BEGIN Exercise inputs
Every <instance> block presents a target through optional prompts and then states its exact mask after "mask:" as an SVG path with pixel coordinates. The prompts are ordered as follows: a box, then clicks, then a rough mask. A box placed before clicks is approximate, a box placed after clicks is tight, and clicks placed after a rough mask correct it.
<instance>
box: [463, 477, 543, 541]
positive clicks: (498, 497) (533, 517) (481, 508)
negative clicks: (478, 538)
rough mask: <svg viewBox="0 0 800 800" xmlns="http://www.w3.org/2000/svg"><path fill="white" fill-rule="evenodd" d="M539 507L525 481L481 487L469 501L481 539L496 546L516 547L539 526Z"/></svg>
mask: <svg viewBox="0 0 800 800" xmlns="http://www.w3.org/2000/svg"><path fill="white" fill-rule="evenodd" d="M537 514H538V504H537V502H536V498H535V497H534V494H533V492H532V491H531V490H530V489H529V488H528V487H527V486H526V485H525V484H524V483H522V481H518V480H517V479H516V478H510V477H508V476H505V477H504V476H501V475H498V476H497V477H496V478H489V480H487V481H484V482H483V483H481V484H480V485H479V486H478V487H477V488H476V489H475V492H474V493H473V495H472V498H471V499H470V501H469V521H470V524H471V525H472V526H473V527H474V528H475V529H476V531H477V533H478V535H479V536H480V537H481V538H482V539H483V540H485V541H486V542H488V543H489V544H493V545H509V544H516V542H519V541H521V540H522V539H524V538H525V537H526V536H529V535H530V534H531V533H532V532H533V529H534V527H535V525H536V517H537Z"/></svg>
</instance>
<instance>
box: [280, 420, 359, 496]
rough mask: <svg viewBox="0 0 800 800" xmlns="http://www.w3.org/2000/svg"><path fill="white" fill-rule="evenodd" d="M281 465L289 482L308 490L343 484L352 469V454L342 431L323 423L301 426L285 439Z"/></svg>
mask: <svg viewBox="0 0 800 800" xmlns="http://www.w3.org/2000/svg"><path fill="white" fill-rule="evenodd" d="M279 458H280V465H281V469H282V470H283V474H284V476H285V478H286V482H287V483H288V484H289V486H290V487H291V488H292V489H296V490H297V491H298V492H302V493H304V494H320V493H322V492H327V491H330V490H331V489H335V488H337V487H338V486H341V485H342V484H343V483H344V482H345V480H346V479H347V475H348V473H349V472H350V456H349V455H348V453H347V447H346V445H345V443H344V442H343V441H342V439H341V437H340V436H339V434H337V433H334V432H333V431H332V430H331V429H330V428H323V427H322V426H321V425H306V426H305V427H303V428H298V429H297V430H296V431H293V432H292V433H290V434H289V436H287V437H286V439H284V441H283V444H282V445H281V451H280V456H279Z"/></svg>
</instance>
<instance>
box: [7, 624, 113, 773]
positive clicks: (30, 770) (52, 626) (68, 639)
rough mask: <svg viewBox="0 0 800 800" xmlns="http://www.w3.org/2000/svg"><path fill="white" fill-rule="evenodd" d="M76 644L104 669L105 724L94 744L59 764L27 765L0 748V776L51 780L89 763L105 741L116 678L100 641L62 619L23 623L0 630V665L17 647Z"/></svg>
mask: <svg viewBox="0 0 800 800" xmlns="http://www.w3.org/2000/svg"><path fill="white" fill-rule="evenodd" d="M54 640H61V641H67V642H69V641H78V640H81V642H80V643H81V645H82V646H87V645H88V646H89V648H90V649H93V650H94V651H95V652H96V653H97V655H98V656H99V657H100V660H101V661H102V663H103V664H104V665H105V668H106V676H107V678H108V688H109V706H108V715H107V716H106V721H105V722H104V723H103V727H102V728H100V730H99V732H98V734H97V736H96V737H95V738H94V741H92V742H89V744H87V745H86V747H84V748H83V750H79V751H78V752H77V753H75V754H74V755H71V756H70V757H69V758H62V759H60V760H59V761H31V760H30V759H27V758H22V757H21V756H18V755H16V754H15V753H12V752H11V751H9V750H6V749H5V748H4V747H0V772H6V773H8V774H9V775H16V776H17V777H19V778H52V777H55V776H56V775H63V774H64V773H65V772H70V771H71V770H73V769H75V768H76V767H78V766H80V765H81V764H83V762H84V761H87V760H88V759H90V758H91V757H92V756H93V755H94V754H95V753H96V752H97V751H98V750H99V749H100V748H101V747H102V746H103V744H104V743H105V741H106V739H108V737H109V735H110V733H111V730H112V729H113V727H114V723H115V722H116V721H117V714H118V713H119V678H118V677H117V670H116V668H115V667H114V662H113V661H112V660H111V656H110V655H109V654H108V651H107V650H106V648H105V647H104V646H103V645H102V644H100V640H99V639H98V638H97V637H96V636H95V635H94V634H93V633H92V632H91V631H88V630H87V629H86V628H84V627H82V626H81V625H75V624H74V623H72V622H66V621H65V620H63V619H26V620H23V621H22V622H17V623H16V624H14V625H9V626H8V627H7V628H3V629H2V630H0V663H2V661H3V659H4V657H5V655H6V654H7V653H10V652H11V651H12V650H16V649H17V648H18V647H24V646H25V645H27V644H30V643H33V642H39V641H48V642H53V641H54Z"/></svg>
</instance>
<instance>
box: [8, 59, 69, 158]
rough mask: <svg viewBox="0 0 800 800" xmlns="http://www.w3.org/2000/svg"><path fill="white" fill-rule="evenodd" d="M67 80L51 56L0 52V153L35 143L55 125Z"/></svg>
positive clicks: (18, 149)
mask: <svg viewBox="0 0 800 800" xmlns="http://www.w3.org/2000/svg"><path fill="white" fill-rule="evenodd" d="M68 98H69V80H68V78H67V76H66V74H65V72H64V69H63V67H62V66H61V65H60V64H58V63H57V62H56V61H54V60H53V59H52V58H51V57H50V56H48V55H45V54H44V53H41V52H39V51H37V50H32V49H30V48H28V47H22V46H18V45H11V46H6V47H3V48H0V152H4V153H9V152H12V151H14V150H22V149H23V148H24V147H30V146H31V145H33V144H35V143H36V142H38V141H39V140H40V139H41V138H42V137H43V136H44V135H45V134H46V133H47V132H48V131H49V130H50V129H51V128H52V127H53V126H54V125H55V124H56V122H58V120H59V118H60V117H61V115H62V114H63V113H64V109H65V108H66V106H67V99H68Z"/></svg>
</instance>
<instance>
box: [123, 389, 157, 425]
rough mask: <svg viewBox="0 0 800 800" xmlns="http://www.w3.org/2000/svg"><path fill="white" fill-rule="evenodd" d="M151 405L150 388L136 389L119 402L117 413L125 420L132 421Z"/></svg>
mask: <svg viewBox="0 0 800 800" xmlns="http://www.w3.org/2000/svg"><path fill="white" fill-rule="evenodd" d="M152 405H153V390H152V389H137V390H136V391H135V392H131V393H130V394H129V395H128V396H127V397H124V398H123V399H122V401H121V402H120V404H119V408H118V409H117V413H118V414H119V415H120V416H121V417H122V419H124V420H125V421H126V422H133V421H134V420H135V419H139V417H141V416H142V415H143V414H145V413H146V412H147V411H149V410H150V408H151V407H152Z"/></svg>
END Exercise inputs
Copy out all of the items above again, character for character.

Every <instance> block presents a target through optional prompts and then states its exact mask after "mask:" as an SVG path with pixel coordinates. The prompts are ordered as follows: a box, then clicks, then a rough mask. A box placed before clicks is approximate, a box placed after clicks is tight, and clicks placed after a rough mask correct it.
<instance>
box: [463, 477, 543, 541]
positive clicks: (498, 497) (533, 517) (481, 508)
negative clicks: (478, 538)
rough mask: <svg viewBox="0 0 800 800" xmlns="http://www.w3.org/2000/svg"><path fill="white" fill-rule="evenodd" d="M539 507L525 481L481 487L469 501L481 539L496 546L516 547L539 526Z"/></svg>
mask: <svg viewBox="0 0 800 800" xmlns="http://www.w3.org/2000/svg"><path fill="white" fill-rule="evenodd" d="M537 514H538V504H537V502H536V498H535V497H534V494H533V492H532V491H531V490H530V489H529V488H528V487H527V486H526V485H525V484H524V483H522V481H518V480H517V479H516V478H510V477H508V476H505V477H504V476H501V475H498V476H497V477H496V478H489V480H487V481H484V482H483V483H481V484H480V485H479V486H478V487H477V488H476V489H475V492H474V493H473V495H472V498H471V499H470V501H469V521H470V524H471V525H472V526H473V527H474V528H475V529H476V531H477V533H478V535H479V536H480V537H481V538H482V539H483V540H485V541H486V542H488V543H489V544H493V545H509V544H516V542H519V541H521V540H522V539H524V538H525V537H526V536H529V535H530V534H531V533H532V532H533V529H534V527H535V525H536V517H537Z"/></svg>
</instance>
<instance>
box: [280, 420, 359, 496]
rough mask: <svg viewBox="0 0 800 800" xmlns="http://www.w3.org/2000/svg"><path fill="white" fill-rule="evenodd" d="M281 465L289 482L308 490L343 484L352 469V454L342 431L323 423L301 426L285 439Z"/></svg>
mask: <svg viewBox="0 0 800 800" xmlns="http://www.w3.org/2000/svg"><path fill="white" fill-rule="evenodd" d="M279 458H280V465H281V469H282V470H283V474H284V476H285V478H286V482H287V483H288V484H289V486H290V487H291V488H292V489H296V490H297V491H298V492H302V493H304V494H320V493H322V492H327V491H330V490H331V489H335V488H337V487H338V486H341V485H342V484H343V483H344V482H345V480H346V479H347V475H348V473H349V472H350V456H349V455H348V453H347V447H346V445H345V443H344V442H343V441H342V439H341V437H340V436H339V434H337V433H334V432H333V431H332V430H331V429H330V428H323V427H322V426H321V425H306V426H305V427H303V428H298V429H297V430H296V431H293V432H292V433H290V434H289V436H287V437H286V439H284V441H283V444H282V445H281V451H280V456H279Z"/></svg>
</instance>
<instance>
box: [7, 624, 113, 773]
positive clicks: (30, 770) (52, 626) (68, 639)
rough mask: <svg viewBox="0 0 800 800" xmlns="http://www.w3.org/2000/svg"><path fill="white" fill-rule="evenodd" d="M76 644L104 669L105 724L94 744L59 764L27 765L0 748V776L51 780L89 763L105 741L116 678L100 641L62 619L23 623L0 630V665L17 647Z"/></svg>
mask: <svg viewBox="0 0 800 800" xmlns="http://www.w3.org/2000/svg"><path fill="white" fill-rule="evenodd" d="M54 640H61V641H67V642H69V641H78V640H81V642H80V643H81V645H82V646H87V645H88V646H89V648H90V649H93V650H94V651H95V652H96V653H97V655H98V656H99V657H100V660H101V661H102V663H103V664H104V665H105V668H106V676H107V678H108V688H109V706H108V715H107V716H106V721H105V722H104V723H103V727H102V728H100V730H99V732H98V734H97V736H96V737H95V738H94V741H92V742H89V744H87V745H86V747H84V748H83V750H79V751H78V752H77V753H75V754H74V755H71V756H70V757H69V758H62V759H60V760H59V761H31V760H30V759H27V758H22V757H21V756H18V755H16V754H15V753H12V752H11V751H9V750H6V749H5V748H4V747H0V772H6V773H8V774H9V775H16V776H17V777H19V778H52V777H55V776H56V775H63V774H64V773H65V772H70V771H71V770H73V769H75V768H76V767H78V766H80V765H81V764H83V762H84V761H87V760H88V759H90V758H91V757H92V756H93V755H94V754H95V753H96V752H97V751H98V750H99V749H100V748H101V747H102V746H103V744H104V743H105V741H106V739H108V737H109V735H110V733H111V730H112V729H113V727H114V723H115V722H116V721H117V714H118V713H119V678H118V677H117V670H116V668H115V667H114V662H113V661H112V660H111V656H110V655H109V654H108V651H107V650H106V648H105V647H104V646H103V645H102V644H100V640H99V639H98V638H97V637H96V636H95V635H94V634H93V633H92V632H91V631H88V630H87V629H86V628H84V627H82V626H81V625H75V624H74V623H72V622H66V621H65V620H63V619H26V620H23V621H22V622H17V623H16V624H14V625H9V626H8V627H7V628H3V629H2V630H0V663H2V661H3V659H4V657H5V655H6V654H7V653H10V652H11V651H12V650H16V649H17V648H18V647H24V646H25V645H27V644H30V643H33V642H39V641H48V642H53V641H54Z"/></svg>
</instance>
<instance>
box: [8, 59, 69, 158]
rough mask: <svg viewBox="0 0 800 800" xmlns="http://www.w3.org/2000/svg"><path fill="white" fill-rule="evenodd" d="M67 80L51 56L0 52V153L35 143L55 125Z"/></svg>
positive clicks: (18, 149)
mask: <svg viewBox="0 0 800 800" xmlns="http://www.w3.org/2000/svg"><path fill="white" fill-rule="evenodd" d="M68 98H69V80H68V78H67V76H66V74H65V72H64V69H63V67H62V66H61V65H60V64H58V63H57V62H56V61H54V60H53V59H52V58H51V57H50V56H48V55H45V54H44V53H41V52H39V51H37V50H32V49H30V48H28V47H22V46H18V45H11V46H6V47H3V48H0V152H4V153H9V152H12V151H14V150H22V149H23V148H24V147H30V146H31V145H33V144H35V143H36V142H38V141H39V140H40V139H41V138H42V137H43V136H44V135H45V134H46V133H47V132H48V131H49V130H50V129H51V128H52V127H53V126H54V125H55V124H56V122H58V120H59V118H60V117H61V115H62V114H63V113H64V109H65V108H66V106H67V99H68Z"/></svg>
</instance>
<instance>
box: [123, 389, 157, 425]
rough mask: <svg viewBox="0 0 800 800" xmlns="http://www.w3.org/2000/svg"><path fill="white" fill-rule="evenodd" d="M151 405L150 388L136 389L119 402L117 413L125 420L132 421Z"/></svg>
mask: <svg viewBox="0 0 800 800" xmlns="http://www.w3.org/2000/svg"><path fill="white" fill-rule="evenodd" d="M152 405H153V390H152V389H137V390H136V391H135V392H131V393H130V394H129V395H128V396H127V397H124V398H123V399H122V401H121V402H120V404H119V408H118V409H117V413H118V414H119V415H120V416H121V417H122V419H124V420H125V421H126V422H133V421H134V420H135V419H139V417H141V416H142V415H143V414H145V413H146V412H147V411H149V410H150V408H151V407H152Z"/></svg>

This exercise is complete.